Artemisia Gentileschi
Self-portrait as a Female Martyr
1615
Colecção Privada

Josefa d'Óbidos, (1630-1684) Josefa d'Óbidos nasceu Josefa de Ayala, em Sevilha, embora o pai fosse português (razão pela qual a adoptámos). Foi graças ao pai que também era pintor, de seu nome Baltasar Gomes Figueira, que Josefa começou a pintar. Depois de permanecer algum tempo em Espanha, veio para Portugal onde conduziu a sua vida e carreira como pintora. Foi sua opção de vida nunca casar ou ter filhos (nessa altura uma coisa não acontecia sem a outra). Apesar de a conhecermos bem dos seus cordeiros místicos, era na realidade bastante versátil, indo das naturezas-mortas aos retratos, temas religiosos e alegorias.
● ● ● ● ●
ENUNCIADO 1
Reproduza os registos abaixo, linha a linha, sem alterar nada.

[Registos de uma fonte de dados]
● ● ● ● ●
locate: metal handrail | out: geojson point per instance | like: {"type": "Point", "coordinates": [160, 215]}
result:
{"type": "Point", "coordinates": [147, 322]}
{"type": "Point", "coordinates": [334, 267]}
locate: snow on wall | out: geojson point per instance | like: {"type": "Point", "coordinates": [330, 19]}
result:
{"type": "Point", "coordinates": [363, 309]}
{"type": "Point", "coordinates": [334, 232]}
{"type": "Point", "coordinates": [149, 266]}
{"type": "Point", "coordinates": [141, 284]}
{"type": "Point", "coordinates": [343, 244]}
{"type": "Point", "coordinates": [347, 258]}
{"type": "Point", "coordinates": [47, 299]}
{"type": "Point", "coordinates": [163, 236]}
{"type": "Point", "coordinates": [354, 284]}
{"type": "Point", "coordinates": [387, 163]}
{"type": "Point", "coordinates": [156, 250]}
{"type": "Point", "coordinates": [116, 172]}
● ● ● ● ●
ENUNCIADO 2
Segundo o texto dado, como se chamava o pai de Josefa d'Óbidos?

RESPOSTA ESPERADA 1
locate: metal handrail | out: geojson point per instance | like: {"type": "Point", "coordinates": [160, 215]}
result:
{"type": "Point", "coordinates": [147, 322]}
{"type": "Point", "coordinates": [334, 267]}
locate: snow on wall | out: geojson point per instance | like: {"type": "Point", "coordinates": [330, 19]}
result:
{"type": "Point", "coordinates": [363, 309]}
{"type": "Point", "coordinates": [334, 232]}
{"type": "Point", "coordinates": [149, 266]}
{"type": "Point", "coordinates": [141, 284]}
{"type": "Point", "coordinates": [343, 244]}
{"type": "Point", "coordinates": [347, 258]}
{"type": "Point", "coordinates": [47, 299]}
{"type": "Point", "coordinates": [163, 236]}
{"type": "Point", "coordinates": [354, 284]}
{"type": "Point", "coordinates": [387, 163]}
{"type": "Point", "coordinates": [156, 250]}
{"type": "Point", "coordinates": [116, 172]}

RESPOSTA ESPERADA 2
Baltasar Gomes Figueira.